▸ **REQUEST**
Copy the listing from its first line through the line containing "column 330, row 244", replacing "bookshelf" with "bookcase" and changing nothing else. Leave the pictures out of your copy.

▸ **RECORD EXTRACTS**
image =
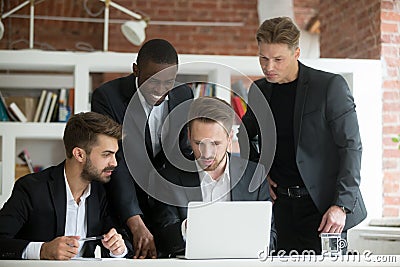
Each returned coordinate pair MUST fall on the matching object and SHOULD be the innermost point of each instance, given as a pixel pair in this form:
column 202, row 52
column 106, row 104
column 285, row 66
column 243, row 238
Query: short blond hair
column 211, row 109
column 280, row 30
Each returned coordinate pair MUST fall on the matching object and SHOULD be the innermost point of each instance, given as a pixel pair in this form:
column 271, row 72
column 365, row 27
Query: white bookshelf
column 364, row 76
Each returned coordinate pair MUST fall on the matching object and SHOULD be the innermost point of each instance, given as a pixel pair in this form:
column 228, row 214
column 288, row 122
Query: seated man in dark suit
column 212, row 175
column 50, row 211
column 142, row 102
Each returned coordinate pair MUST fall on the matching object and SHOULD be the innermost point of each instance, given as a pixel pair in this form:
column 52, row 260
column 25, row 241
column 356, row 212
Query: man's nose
column 208, row 150
column 114, row 161
column 269, row 66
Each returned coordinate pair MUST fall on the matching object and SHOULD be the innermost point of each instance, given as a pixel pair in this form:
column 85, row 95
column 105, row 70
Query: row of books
column 50, row 106
column 203, row 89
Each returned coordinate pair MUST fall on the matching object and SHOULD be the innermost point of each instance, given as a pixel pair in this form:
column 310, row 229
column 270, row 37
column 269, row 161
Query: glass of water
column 330, row 244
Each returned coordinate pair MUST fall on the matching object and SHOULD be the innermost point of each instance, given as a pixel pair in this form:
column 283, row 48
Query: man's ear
column 230, row 136
column 79, row 154
column 297, row 53
column 135, row 70
column 188, row 133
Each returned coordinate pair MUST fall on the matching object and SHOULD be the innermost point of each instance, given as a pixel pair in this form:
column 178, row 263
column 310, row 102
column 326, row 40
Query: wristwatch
column 343, row 209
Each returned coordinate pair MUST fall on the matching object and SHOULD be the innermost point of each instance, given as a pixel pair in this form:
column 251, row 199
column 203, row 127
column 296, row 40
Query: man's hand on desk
column 60, row 248
column 143, row 240
column 333, row 220
column 114, row 242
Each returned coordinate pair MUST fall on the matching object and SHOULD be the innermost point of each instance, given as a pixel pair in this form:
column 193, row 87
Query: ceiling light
column 134, row 31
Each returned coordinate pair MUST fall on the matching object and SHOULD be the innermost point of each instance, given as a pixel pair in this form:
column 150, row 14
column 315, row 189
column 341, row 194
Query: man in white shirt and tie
column 214, row 175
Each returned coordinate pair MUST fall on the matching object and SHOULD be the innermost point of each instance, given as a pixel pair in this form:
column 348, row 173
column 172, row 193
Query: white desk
column 305, row 261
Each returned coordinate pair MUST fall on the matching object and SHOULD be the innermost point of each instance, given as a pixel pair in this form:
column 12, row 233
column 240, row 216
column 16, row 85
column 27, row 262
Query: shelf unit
column 364, row 76
column 78, row 67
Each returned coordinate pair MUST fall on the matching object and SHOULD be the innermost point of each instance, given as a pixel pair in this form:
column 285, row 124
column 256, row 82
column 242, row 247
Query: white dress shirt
column 75, row 224
column 156, row 116
column 212, row 190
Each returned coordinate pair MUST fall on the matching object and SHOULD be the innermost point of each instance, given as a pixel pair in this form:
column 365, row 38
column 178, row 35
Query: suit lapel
column 236, row 171
column 301, row 95
column 58, row 196
column 92, row 212
column 191, row 182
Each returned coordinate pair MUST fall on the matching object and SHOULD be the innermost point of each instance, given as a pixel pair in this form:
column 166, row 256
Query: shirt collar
column 147, row 108
column 70, row 197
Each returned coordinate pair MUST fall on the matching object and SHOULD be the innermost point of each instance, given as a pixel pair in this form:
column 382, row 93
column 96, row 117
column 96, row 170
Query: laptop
column 228, row 230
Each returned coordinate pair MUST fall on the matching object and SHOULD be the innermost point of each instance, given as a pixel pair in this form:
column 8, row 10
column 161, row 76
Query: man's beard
column 90, row 173
column 215, row 165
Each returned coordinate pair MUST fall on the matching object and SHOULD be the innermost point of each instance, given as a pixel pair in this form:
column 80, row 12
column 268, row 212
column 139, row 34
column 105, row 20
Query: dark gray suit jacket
column 36, row 211
column 248, row 183
column 113, row 99
column 326, row 137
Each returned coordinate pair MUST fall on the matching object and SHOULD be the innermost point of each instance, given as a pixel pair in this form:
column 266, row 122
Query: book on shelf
column 63, row 109
column 27, row 104
column 24, row 156
column 39, row 106
column 71, row 100
column 17, row 112
column 51, row 107
column 3, row 109
column 46, row 106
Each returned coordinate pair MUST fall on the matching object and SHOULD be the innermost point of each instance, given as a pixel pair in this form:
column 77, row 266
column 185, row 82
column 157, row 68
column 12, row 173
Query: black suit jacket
column 36, row 212
column 114, row 98
column 248, row 183
column 326, row 137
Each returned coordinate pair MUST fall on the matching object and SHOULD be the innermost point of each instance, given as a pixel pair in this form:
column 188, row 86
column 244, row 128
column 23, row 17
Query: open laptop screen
column 236, row 229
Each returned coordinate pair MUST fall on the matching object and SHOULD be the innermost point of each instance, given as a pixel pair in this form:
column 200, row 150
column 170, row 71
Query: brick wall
column 350, row 29
column 390, row 28
column 63, row 35
column 370, row 29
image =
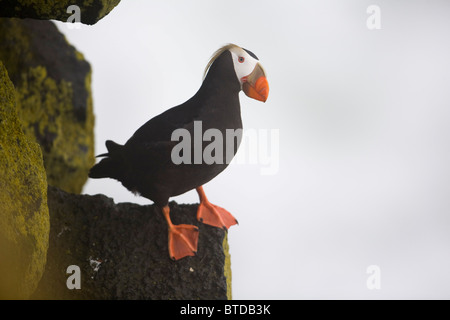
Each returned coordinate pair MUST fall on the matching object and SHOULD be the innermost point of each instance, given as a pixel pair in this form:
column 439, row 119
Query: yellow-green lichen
column 54, row 100
column 24, row 217
column 46, row 113
column 227, row 266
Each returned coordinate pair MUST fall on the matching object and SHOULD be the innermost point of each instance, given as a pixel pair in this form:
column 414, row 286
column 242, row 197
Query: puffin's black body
column 144, row 164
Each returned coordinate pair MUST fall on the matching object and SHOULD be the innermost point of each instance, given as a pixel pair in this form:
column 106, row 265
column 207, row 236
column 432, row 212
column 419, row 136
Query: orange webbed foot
column 213, row 215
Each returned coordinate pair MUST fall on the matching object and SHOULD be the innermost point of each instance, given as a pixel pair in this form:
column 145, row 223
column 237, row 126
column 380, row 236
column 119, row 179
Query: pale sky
column 356, row 119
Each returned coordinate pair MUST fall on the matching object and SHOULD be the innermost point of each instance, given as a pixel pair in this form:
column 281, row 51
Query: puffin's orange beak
column 255, row 85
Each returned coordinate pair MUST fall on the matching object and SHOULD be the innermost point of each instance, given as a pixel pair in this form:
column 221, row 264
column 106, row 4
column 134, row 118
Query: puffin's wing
column 160, row 128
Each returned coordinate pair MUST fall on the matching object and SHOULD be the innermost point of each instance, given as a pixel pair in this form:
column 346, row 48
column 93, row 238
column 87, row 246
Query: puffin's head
column 248, row 70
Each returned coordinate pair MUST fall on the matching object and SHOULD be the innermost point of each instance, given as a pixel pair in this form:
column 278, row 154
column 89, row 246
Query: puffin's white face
column 243, row 63
column 250, row 74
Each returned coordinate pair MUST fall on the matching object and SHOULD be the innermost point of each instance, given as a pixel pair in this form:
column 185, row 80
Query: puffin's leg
column 213, row 215
column 183, row 238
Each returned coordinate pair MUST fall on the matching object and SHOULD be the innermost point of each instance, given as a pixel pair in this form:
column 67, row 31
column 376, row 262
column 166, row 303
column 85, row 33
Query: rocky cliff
column 54, row 242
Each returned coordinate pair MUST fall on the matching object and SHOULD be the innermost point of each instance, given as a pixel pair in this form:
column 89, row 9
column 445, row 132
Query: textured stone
column 121, row 250
column 54, row 101
column 91, row 11
column 24, row 219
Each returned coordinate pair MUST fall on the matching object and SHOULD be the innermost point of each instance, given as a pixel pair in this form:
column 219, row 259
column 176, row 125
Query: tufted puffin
column 145, row 164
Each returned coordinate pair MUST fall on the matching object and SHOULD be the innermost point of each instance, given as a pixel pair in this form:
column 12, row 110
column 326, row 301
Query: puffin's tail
column 110, row 166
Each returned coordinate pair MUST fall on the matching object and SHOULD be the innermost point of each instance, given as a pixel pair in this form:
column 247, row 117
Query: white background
column 364, row 145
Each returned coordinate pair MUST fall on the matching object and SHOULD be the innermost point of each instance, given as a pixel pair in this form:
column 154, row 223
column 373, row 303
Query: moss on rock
column 121, row 250
column 91, row 11
column 54, row 100
column 24, row 218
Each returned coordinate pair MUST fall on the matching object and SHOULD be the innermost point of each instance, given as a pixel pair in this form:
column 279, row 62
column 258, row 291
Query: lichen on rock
column 54, row 100
column 24, row 218
column 121, row 250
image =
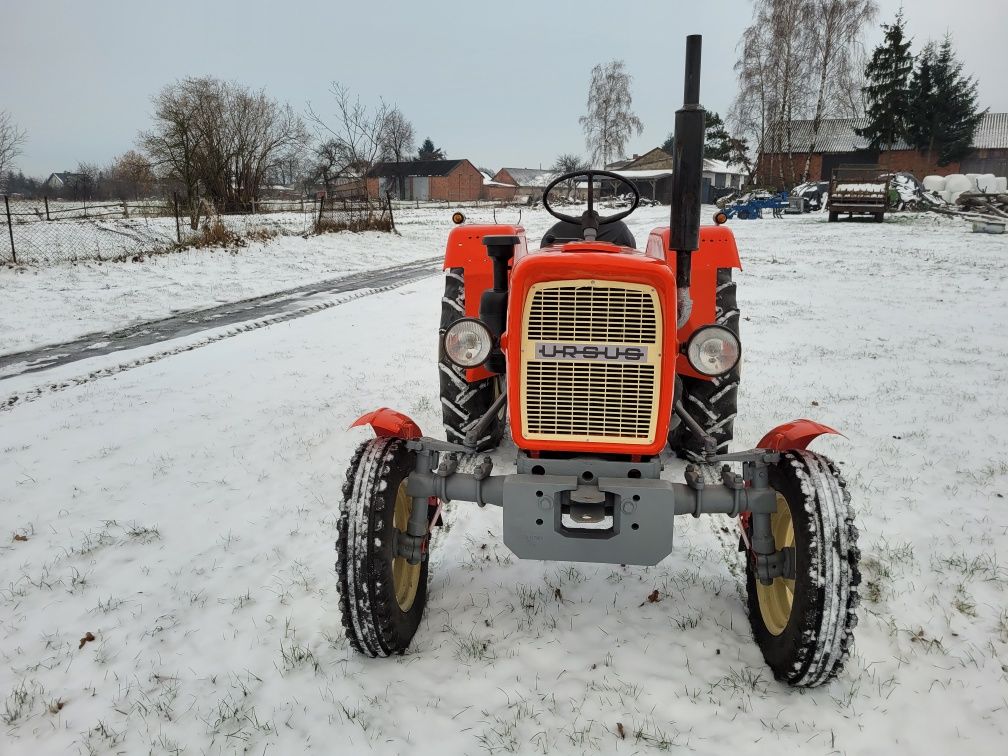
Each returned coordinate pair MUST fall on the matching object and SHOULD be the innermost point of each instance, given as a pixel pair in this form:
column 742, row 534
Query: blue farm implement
column 753, row 208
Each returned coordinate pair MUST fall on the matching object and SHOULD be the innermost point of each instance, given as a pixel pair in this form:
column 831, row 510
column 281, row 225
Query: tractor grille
column 604, row 400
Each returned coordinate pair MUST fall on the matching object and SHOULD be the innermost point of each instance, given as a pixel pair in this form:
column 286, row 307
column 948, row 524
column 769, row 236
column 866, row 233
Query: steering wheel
column 590, row 219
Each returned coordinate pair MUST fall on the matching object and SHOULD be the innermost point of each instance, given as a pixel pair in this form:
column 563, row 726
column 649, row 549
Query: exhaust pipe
column 687, row 176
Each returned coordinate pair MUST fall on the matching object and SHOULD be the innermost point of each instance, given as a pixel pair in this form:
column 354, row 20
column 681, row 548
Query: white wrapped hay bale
column 987, row 182
column 959, row 182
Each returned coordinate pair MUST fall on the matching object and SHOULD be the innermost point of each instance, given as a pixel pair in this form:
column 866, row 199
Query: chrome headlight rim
column 474, row 327
column 706, row 333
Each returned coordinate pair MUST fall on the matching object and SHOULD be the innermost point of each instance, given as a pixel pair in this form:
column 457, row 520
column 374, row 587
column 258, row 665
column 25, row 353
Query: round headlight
column 468, row 343
column 713, row 350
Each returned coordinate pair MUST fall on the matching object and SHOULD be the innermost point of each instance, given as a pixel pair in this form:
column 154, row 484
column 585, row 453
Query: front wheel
column 804, row 626
column 382, row 596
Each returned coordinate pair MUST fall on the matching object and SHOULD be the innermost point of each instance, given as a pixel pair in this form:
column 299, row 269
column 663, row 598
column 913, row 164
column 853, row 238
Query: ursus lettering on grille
column 609, row 352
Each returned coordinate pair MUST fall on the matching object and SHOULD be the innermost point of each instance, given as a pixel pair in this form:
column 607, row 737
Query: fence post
column 178, row 229
column 388, row 200
column 10, row 229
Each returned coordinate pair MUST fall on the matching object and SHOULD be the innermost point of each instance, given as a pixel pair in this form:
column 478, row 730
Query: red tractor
column 597, row 356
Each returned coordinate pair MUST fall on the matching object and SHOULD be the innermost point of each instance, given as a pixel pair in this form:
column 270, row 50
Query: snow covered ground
column 182, row 513
column 45, row 304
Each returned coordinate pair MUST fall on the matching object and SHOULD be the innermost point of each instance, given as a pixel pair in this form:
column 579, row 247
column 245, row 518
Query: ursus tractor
column 596, row 357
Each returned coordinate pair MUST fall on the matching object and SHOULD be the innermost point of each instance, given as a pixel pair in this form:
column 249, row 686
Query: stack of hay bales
column 950, row 187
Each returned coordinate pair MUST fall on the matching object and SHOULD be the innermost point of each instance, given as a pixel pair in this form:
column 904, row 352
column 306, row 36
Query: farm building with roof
column 452, row 180
column 529, row 182
column 839, row 143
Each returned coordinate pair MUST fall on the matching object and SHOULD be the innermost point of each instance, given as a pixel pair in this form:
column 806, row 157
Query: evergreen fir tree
column 428, row 151
column 942, row 113
column 887, row 74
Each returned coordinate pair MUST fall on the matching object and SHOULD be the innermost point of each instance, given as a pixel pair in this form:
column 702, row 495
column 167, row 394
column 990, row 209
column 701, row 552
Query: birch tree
column 609, row 122
column 835, row 27
column 11, row 139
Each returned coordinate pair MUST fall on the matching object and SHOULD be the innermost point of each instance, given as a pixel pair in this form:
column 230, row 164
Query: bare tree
column 130, row 175
column 11, row 139
column 835, row 27
column 221, row 138
column 609, row 121
column 797, row 59
column 356, row 138
column 399, row 142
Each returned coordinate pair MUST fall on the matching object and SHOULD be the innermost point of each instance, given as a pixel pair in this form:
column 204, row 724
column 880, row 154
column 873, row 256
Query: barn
column 839, row 143
column 451, row 180
column 529, row 182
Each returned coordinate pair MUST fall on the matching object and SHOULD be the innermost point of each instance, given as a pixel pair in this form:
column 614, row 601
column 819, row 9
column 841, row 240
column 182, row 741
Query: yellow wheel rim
column 405, row 577
column 776, row 600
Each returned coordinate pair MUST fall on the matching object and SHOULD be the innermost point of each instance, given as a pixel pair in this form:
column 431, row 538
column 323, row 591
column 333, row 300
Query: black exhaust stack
column 687, row 162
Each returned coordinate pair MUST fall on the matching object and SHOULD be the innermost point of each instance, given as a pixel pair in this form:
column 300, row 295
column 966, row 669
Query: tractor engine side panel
column 717, row 250
column 466, row 250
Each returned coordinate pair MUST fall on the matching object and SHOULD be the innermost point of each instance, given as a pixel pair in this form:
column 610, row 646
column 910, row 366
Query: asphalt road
column 294, row 302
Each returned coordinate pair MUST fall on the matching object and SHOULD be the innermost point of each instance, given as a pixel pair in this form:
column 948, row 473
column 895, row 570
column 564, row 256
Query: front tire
column 463, row 403
column 713, row 403
column 804, row 627
column 382, row 596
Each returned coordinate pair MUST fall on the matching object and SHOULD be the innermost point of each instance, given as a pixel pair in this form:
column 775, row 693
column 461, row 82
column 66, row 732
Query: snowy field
column 182, row 514
column 45, row 304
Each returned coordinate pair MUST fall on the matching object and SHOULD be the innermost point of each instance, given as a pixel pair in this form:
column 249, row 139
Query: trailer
column 858, row 190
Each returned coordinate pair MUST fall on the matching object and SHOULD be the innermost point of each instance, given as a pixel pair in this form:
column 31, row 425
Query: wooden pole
column 178, row 230
column 10, row 230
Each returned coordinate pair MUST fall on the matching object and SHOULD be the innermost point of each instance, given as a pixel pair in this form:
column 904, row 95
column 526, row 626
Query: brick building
column 452, row 180
column 528, row 182
column 839, row 144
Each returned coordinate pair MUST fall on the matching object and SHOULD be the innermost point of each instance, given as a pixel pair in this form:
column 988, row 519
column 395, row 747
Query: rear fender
column 388, row 423
column 466, row 250
column 796, row 434
column 717, row 250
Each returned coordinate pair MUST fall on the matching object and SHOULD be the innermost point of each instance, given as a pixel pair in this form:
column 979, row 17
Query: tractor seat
column 614, row 233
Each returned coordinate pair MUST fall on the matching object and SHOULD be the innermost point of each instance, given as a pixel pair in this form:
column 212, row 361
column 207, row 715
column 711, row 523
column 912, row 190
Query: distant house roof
column 840, row 135
column 992, row 132
column 723, row 166
column 413, row 167
column 64, row 178
column 530, row 176
column 488, row 180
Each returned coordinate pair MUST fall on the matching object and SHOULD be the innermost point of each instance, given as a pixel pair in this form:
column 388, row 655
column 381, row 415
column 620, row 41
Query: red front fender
column 794, row 434
column 389, row 423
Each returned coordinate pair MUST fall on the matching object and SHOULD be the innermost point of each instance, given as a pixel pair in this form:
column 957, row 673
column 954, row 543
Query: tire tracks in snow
column 280, row 306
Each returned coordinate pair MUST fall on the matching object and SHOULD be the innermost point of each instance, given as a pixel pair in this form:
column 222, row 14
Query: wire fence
column 44, row 232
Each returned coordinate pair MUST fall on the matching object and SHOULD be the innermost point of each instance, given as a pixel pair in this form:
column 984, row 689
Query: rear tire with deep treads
column 712, row 403
column 463, row 403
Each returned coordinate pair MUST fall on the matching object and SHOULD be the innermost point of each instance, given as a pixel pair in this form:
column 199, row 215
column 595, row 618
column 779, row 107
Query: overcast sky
column 500, row 83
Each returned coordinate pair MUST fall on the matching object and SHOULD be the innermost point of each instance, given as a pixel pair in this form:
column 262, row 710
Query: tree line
column 925, row 101
column 804, row 60
column 220, row 141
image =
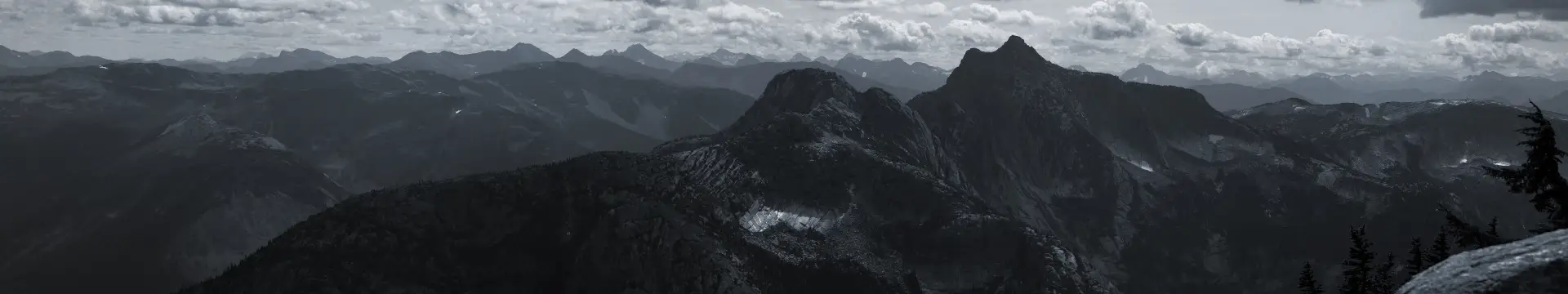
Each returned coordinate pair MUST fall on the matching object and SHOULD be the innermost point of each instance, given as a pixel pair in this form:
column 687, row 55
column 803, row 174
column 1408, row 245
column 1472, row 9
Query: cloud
column 862, row 30
column 855, row 5
column 204, row 13
column 1490, row 55
column 1517, row 32
column 1114, row 19
column 1551, row 10
column 741, row 13
column 927, row 10
column 1548, row 10
column 987, row 13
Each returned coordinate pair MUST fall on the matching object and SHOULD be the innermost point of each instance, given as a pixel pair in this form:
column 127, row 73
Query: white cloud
column 855, row 5
column 1517, row 32
column 1114, row 19
column 927, row 10
column 987, row 13
column 741, row 13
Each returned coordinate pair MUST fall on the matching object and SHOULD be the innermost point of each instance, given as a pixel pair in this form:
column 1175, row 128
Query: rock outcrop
column 1530, row 266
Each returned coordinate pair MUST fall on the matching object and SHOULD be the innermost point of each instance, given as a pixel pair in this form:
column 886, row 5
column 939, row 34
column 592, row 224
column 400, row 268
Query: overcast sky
column 1267, row 37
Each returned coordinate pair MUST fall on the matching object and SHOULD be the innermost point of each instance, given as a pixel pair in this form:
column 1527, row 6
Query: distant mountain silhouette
column 465, row 66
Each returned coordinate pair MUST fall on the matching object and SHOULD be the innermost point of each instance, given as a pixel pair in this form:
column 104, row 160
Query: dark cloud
column 1548, row 10
column 1114, row 19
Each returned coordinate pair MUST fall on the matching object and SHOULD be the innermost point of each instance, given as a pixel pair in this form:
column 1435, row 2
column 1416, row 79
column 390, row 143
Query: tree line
column 1365, row 273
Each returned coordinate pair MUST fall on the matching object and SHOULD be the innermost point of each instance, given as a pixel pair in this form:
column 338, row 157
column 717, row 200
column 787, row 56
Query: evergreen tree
column 1467, row 235
column 1356, row 275
column 1308, row 282
column 1382, row 280
column 1418, row 258
column 1539, row 174
column 1491, row 229
column 1440, row 249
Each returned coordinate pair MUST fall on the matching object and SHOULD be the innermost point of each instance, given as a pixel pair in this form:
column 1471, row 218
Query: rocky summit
column 1530, row 266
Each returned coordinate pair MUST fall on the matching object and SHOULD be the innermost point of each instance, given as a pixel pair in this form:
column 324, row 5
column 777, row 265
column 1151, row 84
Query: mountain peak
column 1015, row 42
column 795, row 91
column 523, row 46
column 306, row 54
column 1013, row 54
column 637, row 49
column 1295, row 100
column 574, row 54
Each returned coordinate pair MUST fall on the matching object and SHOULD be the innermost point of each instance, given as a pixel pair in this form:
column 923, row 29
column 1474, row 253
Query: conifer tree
column 1356, row 275
column 1382, row 280
column 1539, row 174
column 1491, row 229
column 1418, row 258
column 1308, row 282
column 1440, row 249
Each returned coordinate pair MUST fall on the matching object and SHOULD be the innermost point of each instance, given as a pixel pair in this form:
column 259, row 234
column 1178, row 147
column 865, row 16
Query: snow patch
column 765, row 218
column 649, row 119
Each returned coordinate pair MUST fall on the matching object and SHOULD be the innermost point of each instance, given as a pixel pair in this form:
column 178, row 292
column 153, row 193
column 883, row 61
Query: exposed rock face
column 896, row 73
column 1530, row 266
column 751, row 78
column 179, row 205
column 817, row 189
column 470, row 65
column 1232, row 97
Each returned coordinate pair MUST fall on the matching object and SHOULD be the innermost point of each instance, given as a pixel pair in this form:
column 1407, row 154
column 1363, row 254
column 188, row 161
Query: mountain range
column 492, row 172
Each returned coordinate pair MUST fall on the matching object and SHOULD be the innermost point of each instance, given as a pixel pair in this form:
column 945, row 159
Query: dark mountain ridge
column 1095, row 184
column 777, row 224
column 276, row 147
column 470, row 65
column 751, row 78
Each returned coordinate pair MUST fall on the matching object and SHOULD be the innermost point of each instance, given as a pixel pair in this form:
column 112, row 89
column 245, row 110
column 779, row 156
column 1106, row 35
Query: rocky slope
column 265, row 150
column 751, row 78
column 470, row 65
column 1529, row 266
column 143, row 210
column 894, row 73
column 1232, row 97
column 1443, row 141
column 819, row 188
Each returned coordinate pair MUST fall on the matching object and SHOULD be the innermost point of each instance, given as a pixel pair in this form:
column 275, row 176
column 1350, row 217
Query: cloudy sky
column 1194, row 37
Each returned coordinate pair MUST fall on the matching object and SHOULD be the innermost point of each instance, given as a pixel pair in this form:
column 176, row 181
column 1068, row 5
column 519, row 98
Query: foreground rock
column 1535, row 265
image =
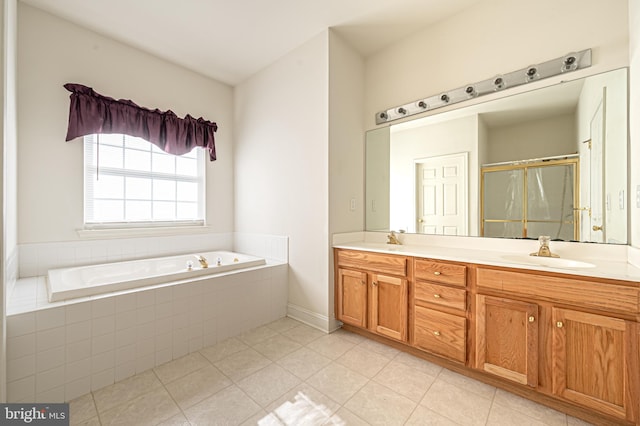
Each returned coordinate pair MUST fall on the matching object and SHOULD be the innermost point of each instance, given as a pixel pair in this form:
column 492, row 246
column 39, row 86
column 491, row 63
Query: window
column 131, row 182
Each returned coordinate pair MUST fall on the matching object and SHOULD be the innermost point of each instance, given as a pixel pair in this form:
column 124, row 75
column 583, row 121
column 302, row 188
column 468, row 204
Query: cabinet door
column 507, row 339
column 351, row 304
column 389, row 306
column 593, row 360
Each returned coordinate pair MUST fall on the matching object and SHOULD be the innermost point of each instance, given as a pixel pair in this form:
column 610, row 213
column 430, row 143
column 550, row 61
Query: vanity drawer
column 440, row 295
column 440, row 333
column 446, row 273
column 581, row 292
column 389, row 264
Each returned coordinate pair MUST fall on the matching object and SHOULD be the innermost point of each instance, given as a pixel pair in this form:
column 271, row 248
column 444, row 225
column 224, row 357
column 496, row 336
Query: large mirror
column 552, row 161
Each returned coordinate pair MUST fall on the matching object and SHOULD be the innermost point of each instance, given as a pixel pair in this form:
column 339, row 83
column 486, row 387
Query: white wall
column 377, row 188
column 52, row 52
column 533, row 139
column 493, row 37
column 634, row 113
column 282, row 167
column 8, row 163
column 346, row 159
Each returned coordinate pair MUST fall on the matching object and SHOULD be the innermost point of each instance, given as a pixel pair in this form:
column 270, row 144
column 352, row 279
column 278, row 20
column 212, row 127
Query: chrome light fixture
column 568, row 63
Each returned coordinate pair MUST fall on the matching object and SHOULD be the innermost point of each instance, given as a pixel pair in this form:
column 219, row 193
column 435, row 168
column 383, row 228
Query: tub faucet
column 544, row 250
column 392, row 239
column 202, row 260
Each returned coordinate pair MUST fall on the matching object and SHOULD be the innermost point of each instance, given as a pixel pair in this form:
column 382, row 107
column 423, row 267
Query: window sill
column 107, row 233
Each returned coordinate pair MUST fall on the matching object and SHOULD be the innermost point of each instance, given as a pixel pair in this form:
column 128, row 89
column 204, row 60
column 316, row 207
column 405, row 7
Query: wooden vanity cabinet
column 507, row 338
column 593, row 361
column 590, row 356
column 372, row 292
column 439, row 322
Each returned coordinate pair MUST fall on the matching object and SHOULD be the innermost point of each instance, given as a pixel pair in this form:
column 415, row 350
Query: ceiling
column 230, row 40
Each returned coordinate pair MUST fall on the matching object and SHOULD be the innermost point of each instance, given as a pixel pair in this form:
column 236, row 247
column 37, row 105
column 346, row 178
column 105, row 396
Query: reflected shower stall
column 526, row 199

▸ **SOLUTION TO THIS PROBLEM**
image =
Each returned coordinate pair MUST fall on the matching object and SHOULD be the innermost point of each instance, given as a pixel pair in this form:
column 202, row 52
column 106, row 104
column 285, row 66
column 243, row 238
Query: short blond hair
column 211, row 109
column 280, row 30
Each returned coordinate pair MUST fall on the matching object and SHOULD be the innermost point of each instance, given as a pixel pair in this form:
column 271, row 72
column 365, row 27
Query: white bookcase
column 364, row 76
Each returned coordinate pair MUST fall on the matching object and SHOULD be the innermost point of each instance, given as a pixel pair in this form:
column 228, row 214
column 288, row 122
Query: seated man in dark suit
column 212, row 175
column 50, row 211
column 142, row 102
Each returned coordinate pair MUST fall on the matching object and SHOULD be the innermost point of each instance, given as a pixel pair in this form:
column 52, row 260
column 25, row 241
column 356, row 212
Query: man's nose
column 208, row 150
column 114, row 161
column 269, row 66
Each returned coordinate pair MUST fall on the matching object and SHOULD be the innermost point of each instance, given as a pixel pair in this form:
column 85, row 95
column 105, row 70
Query: row of books
column 50, row 106
column 203, row 89
Each returned coordinate pair MUST fall on the matching object and SHOULD be the innermost point of each instance, given as a pixel pair in this form:
column 310, row 229
column 270, row 37
column 269, row 161
Query: glass of water
column 330, row 244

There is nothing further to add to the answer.